■ TASK REQUIREMENTS:
Retype the data below without changes, beginning at the line that contains "[locate] the teal" and ending with the final line of the data.

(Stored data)
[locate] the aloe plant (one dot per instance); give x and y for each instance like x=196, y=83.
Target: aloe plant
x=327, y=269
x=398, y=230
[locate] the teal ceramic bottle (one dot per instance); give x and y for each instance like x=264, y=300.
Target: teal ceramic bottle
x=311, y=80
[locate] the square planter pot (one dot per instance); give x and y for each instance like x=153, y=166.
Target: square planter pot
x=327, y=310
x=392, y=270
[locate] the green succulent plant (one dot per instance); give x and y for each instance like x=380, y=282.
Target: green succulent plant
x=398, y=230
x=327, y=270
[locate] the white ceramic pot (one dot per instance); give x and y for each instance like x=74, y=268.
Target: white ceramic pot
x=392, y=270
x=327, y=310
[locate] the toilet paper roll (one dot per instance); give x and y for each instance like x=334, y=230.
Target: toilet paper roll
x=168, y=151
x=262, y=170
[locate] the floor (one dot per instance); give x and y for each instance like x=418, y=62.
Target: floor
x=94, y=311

■ EXERCISE RESULT:
[locate] the teal ceramic bottle (one dot per instance); give x and y for each instance like x=264, y=300.
Target: teal ceramic bottle
x=311, y=80
[locate] the square planter pot (one dot per instance); give x and y for each instance like x=153, y=166.
Target: square planter pot
x=327, y=310
x=392, y=270
[locate] the green succulent plant (one dot per instance); give x and y for each instance like x=380, y=282.
Target: green succulent plant
x=398, y=230
x=327, y=270
[locate] the white ceramic pot (one dot per instance); give x and y for each instance like x=74, y=268.
Target: white ceramic pot
x=392, y=270
x=327, y=310
[locate] the toilet paper roll (one dot per instance); give x and y for each instance like x=334, y=230.
Target: toilet paper roll
x=168, y=151
x=262, y=170
[locate] the floor (one dot per instance); give x and y for each instance like x=418, y=62.
Target: floor
x=94, y=311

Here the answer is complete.